**TEXTO DE ORIGEN:**

┌──

No creo que haya un Estado federal con un sistema electoral de estas características. Pero ese mismo sistema electoral también alienta la emulación, la equiparación constante de competencias entre unas Comunidades y otras. Y un sentimiento igualitarista que impide la existencia de Comunidades de primera y de segunda. Y coloca al sistema autonómico en una vorágine permanente que ya lo ha situado en las fronteras de sí mismo.

Estoy convencido que la estrategia de deconstrucción del estado de las Autonomías, o la de aprovechar sus mecanismos para desnaturalizarlo o convertirlo en otra cosa, tiene hoy menos sentido para todos y para cada uno de los pueblos de España que nunca. Si quienes están por la tarea acaban condicionando la dirección política del país, por favor paren. Que yo me bajo.

miércoles, 14 de julio de 2010

España autonómica: abierta, pero estable

El Estado de las Autonomías no es el mejor de los mundos imaginables. Pero es un sistema político que ha permitido encauzar problemas pendientes durante todo el proceso de unificación política de España: es decir, de su configuración como Estado. Problemas que no han sido meros endemismos ibéricos, sino similares a los de otros países europeos.

Esto ha sido posible porque se definieron acertadamente sus principios: unidad, pluralidad territorial y solidaridad. Y luego se tradujeron en mecanismos jurídico-políticos apropiados. Esos mecanismos, como asignar potestades de dirección política a las instituciones estatales en garantía de la unidad y solidaridad; crear las Comunidades Autónomas con un amplio campo de autogobierno y, en consecuencia, de participación en el poder legislativo del Estado; la distribución competencial; la existencia de un sistema de financiación común, que no debe ser la suma de 17 sistemas… no son caprichosos. Al contrario, están inspirados en tradiciones y técnicas federalistas contrastadas. Tampoco son estáticos, sino evolutivos. Pero tienen sus límites, más allá de los cuáles el sistema político se convierte en uno distinto. Y el modelo autonómico, en otro modelo de Estado.

La Sentencia del Tribunal constitucional contribuye a ir localizando los linderos del sistema autonómico. Esa es la función de la jurisdicción constitucional, referida esta vez a la dimensión territorial del Estado refundado por la Constitución de 1978.

└──

**TAREA PLANTEADA A:**
Indica si cada afirmación concuerda con el texto de origen y cita las palabras que lo deciden: (i) los principios del Estado de las Autonomías son unidad, pluralidad territorial y solidaridad; (ii) sus mecanismos jurídico-políticos son estáticos; (iii) el sistema de financiación común debe ser la suma de 17 sistemas.
**TAREA PLANTEADA B:**
Enumera todos los mecanismos jurídico-políticos que el texto de origen menciona como traducción de los principios del Estado de las Autonomías.
Los registros proceden de una fuente distinta a la del texto de origen.

**DATOS APORTADOS:**
┌──

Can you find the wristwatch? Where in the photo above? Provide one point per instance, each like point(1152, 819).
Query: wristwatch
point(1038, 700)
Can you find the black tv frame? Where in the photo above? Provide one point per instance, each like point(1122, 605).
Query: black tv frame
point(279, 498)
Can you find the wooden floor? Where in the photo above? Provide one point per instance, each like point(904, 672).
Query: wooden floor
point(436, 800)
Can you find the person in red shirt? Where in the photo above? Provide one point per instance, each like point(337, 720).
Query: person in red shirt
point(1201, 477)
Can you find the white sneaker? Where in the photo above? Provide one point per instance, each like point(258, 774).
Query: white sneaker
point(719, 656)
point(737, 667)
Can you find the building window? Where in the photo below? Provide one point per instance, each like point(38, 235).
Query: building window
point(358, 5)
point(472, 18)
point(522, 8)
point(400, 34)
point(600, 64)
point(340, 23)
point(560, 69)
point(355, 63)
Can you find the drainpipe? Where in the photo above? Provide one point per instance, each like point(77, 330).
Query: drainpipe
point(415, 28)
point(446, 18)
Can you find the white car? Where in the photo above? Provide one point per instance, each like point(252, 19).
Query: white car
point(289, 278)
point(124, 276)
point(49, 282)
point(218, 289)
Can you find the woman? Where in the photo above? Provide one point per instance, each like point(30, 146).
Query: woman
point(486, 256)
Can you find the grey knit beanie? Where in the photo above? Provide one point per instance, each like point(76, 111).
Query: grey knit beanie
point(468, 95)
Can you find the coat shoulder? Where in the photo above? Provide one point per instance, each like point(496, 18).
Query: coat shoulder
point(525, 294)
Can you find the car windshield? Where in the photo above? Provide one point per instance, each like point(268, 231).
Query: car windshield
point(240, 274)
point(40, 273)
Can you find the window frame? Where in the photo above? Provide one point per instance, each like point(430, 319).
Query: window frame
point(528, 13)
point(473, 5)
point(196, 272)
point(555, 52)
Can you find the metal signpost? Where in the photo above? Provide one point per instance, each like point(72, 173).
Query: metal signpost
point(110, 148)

└──

**RESPUESTA CORRECTA A:**
(i) Sí: «se definieron acertadamente sus principios: unidad, pluralidad territorial y solidaridad».
(ii) No: «Tampoco son estáticos, sino evolutivos».
(iii) No: «un sistema de financiación común, que no debe ser la suma de 17 sistemas».

**RESPUESTA CORRECTA B:**
- Asignar potestades de dirección política a las instituciones estatales en garantía de la unidad y solidaridad
- Crear las Comunidades Autónomas con un amplio campo de autogobierno y, en consecuencia, de participación en el poder legislativo del Estado
- La distribución competencial
- La existencia de un sistema de financiación común